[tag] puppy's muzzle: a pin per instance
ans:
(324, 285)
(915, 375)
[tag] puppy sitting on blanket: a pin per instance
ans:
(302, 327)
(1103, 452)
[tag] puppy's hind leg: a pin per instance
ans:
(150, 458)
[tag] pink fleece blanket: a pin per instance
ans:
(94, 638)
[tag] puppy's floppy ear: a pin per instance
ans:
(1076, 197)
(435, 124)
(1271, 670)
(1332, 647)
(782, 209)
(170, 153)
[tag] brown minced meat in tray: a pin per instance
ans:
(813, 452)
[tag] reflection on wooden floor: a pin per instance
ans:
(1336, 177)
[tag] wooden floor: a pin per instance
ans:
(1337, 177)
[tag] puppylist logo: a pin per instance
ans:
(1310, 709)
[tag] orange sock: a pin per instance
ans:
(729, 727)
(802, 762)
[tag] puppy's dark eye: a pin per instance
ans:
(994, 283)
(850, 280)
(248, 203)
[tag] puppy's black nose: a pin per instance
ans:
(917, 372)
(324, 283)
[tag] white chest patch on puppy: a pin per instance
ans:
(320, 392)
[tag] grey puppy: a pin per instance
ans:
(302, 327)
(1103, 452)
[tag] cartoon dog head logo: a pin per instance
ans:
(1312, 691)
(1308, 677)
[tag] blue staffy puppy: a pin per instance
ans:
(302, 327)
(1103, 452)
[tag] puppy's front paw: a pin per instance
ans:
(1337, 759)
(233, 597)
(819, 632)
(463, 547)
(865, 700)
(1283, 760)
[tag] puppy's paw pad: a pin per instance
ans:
--
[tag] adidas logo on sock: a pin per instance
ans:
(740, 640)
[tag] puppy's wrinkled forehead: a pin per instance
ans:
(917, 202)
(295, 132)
* * *
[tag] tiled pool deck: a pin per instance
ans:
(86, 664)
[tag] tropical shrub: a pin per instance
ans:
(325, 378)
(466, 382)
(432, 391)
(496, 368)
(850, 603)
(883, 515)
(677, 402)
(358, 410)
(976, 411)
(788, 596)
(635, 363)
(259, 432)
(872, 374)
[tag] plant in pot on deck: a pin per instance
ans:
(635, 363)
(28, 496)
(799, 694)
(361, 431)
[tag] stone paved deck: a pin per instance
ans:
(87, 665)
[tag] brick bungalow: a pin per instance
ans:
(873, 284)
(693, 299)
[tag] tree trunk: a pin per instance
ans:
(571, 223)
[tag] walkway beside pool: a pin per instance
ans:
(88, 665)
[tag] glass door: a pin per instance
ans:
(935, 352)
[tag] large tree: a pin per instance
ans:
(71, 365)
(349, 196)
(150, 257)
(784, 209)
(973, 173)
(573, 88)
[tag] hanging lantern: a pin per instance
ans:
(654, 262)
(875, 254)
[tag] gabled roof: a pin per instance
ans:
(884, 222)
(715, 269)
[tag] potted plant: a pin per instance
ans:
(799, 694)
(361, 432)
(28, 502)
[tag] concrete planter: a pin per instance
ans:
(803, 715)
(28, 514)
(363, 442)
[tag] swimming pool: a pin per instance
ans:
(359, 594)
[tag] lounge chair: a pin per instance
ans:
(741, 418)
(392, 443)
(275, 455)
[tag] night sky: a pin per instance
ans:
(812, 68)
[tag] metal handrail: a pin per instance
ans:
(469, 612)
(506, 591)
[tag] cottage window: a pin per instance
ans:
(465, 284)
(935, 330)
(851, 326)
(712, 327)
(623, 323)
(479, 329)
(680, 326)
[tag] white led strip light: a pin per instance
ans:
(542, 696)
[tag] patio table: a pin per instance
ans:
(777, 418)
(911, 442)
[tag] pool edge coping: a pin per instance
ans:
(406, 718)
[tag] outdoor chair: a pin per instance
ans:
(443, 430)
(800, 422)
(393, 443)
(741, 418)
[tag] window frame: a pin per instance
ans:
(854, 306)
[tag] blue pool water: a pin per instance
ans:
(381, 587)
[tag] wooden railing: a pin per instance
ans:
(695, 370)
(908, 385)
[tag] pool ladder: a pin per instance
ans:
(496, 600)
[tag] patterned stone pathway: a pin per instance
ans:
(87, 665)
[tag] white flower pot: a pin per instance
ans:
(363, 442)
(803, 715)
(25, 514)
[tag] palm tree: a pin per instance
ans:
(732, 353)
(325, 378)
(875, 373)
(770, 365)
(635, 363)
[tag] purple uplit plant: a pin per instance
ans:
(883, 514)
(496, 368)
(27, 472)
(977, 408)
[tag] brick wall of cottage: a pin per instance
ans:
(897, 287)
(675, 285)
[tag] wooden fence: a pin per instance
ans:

- DIRECTIONS
Show every line of the records above that contains the word "white". Case counts.

- WRITTEN ANSWER
[tag] white chest patch on puppy: a pin per instance
[tag] white led strip light: a pin per instance
[tag] white flower pot: a pin per instance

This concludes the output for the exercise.